(Phrase grounding data)
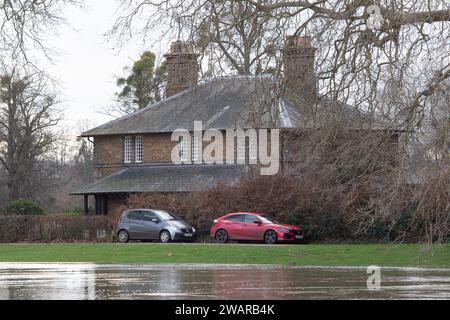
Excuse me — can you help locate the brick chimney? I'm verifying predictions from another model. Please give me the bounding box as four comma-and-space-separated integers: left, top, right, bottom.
283, 35, 317, 99
164, 41, 199, 98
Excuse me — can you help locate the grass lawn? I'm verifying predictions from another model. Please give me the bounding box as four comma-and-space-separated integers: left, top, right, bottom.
0, 243, 449, 268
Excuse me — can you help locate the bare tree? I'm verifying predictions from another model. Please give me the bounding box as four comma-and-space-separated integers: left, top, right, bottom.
0, 64, 62, 200
73, 122, 94, 185
111, 1, 449, 128
0, 0, 82, 61
193, 1, 284, 75
110, 0, 291, 77
425, 81, 450, 162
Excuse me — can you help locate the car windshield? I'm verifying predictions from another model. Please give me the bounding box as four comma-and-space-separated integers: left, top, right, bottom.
152, 210, 179, 221
259, 215, 279, 224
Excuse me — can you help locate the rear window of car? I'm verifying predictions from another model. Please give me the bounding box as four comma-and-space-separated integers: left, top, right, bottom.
225, 214, 244, 222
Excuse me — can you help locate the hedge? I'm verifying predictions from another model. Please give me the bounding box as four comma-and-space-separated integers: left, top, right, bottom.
0, 215, 115, 243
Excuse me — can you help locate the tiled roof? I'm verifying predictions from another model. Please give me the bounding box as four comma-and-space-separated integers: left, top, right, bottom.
82, 74, 396, 137
72, 164, 247, 194
81, 75, 321, 136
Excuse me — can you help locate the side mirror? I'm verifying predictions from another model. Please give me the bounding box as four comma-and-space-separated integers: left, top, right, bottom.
151, 218, 160, 223
253, 220, 262, 225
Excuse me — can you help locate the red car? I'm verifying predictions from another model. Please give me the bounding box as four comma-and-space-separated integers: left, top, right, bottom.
210, 212, 305, 244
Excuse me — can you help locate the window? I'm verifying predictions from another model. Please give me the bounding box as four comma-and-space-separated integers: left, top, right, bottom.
135, 136, 143, 163
152, 210, 179, 221
249, 139, 257, 161
244, 215, 260, 223
141, 211, 158, 222
192, 134, 200, 162
237, 138, 246, 161
126, 210, 140, 220
124, 136, 132, 163
259, 215, 280, 224
180, 136, 188, 162
129, 210, 157, 221
225, 214, 244, 222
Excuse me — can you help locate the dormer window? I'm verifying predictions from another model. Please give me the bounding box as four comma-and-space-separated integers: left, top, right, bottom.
124, 136, 133, 163
135, 136, 143, 163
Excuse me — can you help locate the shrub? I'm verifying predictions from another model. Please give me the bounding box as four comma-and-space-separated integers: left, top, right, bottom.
0, 215, 116, 243
123, 170, 450, 243
122, 175, 302, 239
286, 208, 348, 242
1, 200, 45, 216
123, 174, 351, 241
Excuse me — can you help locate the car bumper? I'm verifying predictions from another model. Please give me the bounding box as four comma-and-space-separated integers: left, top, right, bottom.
278, 232, 305, 243
173, 232, 197, 241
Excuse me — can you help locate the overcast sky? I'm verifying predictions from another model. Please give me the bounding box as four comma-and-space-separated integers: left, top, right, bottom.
44, 0, 168, 138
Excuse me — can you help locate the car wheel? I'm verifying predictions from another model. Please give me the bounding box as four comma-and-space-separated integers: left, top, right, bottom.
118, 229, 129, 243
159, 230, 172, 243
264, 230, 277, 244
215, 229, 228, 243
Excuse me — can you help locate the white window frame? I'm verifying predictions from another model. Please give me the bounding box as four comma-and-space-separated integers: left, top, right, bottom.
135, 136, 143, 163
192, 134, 200, 162
237, 138, 246, 162
249, 138, 257, 161
180, 136, 188, 162
124, 136, 133, 164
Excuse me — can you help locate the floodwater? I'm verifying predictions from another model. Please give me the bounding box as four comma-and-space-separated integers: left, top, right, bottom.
0, 263, 449, 300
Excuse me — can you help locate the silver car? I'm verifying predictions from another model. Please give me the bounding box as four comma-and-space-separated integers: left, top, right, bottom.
116, 209, 196, 243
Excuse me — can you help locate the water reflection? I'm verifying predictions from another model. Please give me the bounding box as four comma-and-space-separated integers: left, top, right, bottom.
0, 264, 96, 300
0, 264, 449, 300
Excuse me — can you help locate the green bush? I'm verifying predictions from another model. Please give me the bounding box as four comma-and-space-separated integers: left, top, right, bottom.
1, 200, 45, 216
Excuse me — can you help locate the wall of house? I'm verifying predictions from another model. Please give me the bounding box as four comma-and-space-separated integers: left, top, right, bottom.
94, 133, 178, 165
94, 135, 124, 165
92, 130, 271, 179
93, 133, 178, 178
107, 194, 127, 219
92, 130, 400, 179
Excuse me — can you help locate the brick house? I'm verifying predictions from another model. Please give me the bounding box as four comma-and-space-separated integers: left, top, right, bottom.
73, 36, 400, 217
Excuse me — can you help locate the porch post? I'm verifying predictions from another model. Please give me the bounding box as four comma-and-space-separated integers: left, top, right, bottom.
95, 195, 99, 215
83, 195, 89, 215
104, 194, 108, 215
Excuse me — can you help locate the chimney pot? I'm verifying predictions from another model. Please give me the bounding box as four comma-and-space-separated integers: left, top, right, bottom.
286, 35, 313, 48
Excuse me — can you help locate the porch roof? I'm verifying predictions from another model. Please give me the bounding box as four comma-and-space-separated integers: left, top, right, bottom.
72, 164, 247, 195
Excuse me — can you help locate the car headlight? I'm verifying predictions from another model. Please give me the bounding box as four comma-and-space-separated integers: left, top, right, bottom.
166, 225, 179, 237
192, 227, 196, 233
278, 227, 291, 233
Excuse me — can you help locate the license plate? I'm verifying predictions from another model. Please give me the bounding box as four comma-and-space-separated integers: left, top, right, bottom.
295, 235, 303, 239
184, 233, 193, 237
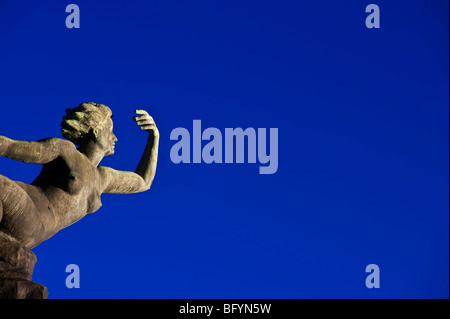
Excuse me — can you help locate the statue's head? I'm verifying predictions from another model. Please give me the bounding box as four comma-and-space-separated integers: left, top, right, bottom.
61, 102, 117, 155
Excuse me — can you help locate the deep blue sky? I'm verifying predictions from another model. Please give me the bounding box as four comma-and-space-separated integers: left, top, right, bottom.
0, 0, 448, 298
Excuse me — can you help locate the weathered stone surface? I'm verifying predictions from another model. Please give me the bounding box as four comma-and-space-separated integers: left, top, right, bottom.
0, 279, 48, 299
0, 103, 159, 298
0, 232, 48, 299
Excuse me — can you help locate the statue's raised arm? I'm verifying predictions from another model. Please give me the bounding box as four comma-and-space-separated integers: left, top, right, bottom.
99, 109, 159, 194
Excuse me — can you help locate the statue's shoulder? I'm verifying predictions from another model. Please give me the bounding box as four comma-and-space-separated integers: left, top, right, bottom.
44, 138, 88, 172
35, 137, 77, 154
45, 137, 75, 148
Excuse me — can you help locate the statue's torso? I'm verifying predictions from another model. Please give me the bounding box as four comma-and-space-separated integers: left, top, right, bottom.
22, 150, 104, 243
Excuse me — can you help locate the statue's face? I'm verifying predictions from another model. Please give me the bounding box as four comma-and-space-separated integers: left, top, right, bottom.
95, 117, 117, 156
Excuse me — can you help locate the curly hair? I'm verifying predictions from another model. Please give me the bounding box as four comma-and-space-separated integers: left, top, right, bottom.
61, 102, 112, 145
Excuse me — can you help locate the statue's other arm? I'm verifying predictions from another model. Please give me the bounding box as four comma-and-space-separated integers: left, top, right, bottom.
99, 110, 159, 194
0, 136, 76, 164
99, 166, 152, 194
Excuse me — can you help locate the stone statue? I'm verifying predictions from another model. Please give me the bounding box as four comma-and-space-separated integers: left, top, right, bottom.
0, 102, 159, 298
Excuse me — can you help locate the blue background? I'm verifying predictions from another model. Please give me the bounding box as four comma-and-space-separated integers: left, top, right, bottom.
0, 0, 448, 298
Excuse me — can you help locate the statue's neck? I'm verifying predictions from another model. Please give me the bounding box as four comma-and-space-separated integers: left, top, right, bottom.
77, 142, 104, 167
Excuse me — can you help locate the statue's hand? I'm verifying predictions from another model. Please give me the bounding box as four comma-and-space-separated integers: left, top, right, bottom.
133, 110, 159, 138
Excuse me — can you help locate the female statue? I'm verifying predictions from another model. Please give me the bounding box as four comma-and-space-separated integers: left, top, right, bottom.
0, 102, 159, 298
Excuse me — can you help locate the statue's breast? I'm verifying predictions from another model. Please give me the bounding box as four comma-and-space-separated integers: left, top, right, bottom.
86, 190, 102, 214
32, 156, 104, 217
32, 157, 84, 195
86, 167, 103, 214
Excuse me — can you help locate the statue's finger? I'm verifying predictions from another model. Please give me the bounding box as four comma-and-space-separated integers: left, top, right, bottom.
137, 119, 154, 125
140, 124, 156, 130
134, 114, 152, 121
135, 109, 149, 115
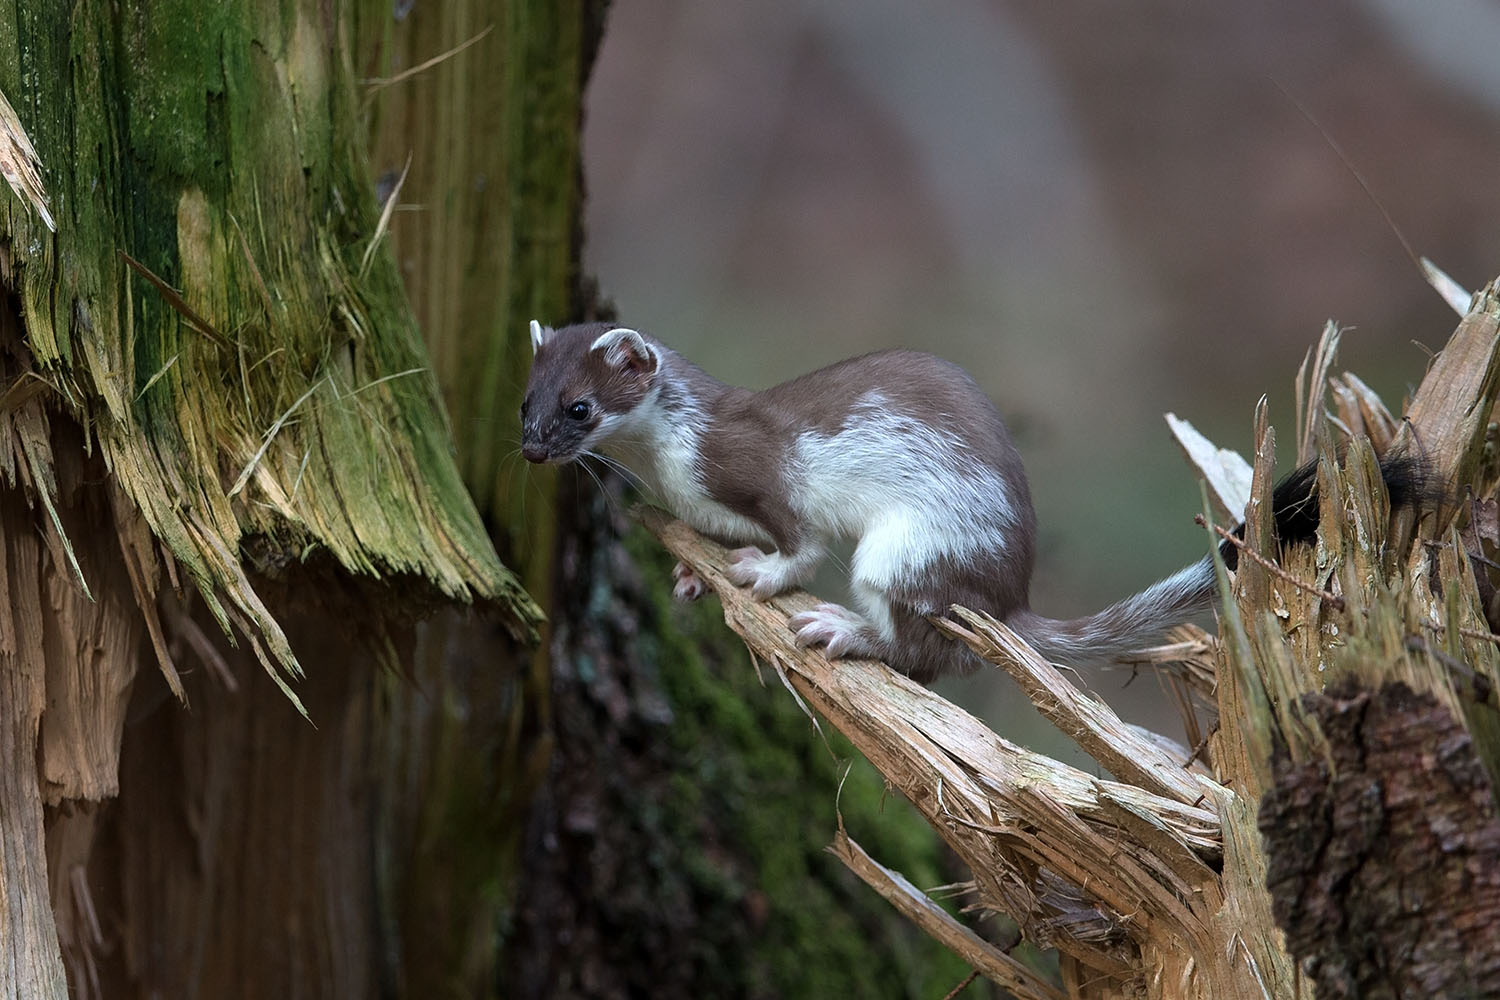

BRIEF:
Please return only the lines from the one holding "Excuse me — can you help locate the female" through the end of the data, both ends included; do not copy any pictures.

WRITTEN RESPONSE:
Excuse me — can you help locate the female statue? I'm verifying predictions from another model. Please give me the bounding box as four comma-and-space-separated integers: left, top, right, bottom.
0, 102, 159, 298
Excuse me — can you help locate the statue's breast? I'm verifying predictions from another model. Please give me the bounding box as four comma-and-space-separated integers: left, top, right, bottom.
86, 190, 102, 214
32, 156, 104, 217
32, 157, 84, 195
86, 167, 103, 214
Excuse me — can you help locate the statue's finger? I'm verifying predictions from another model. Please give me the bounding box as four comma-and-space-separated integers: left, top, right, bottom.
137, 119, 154, 125
140, 124, 156, 130
134, 114, 152, 121
135, 109, 149, 115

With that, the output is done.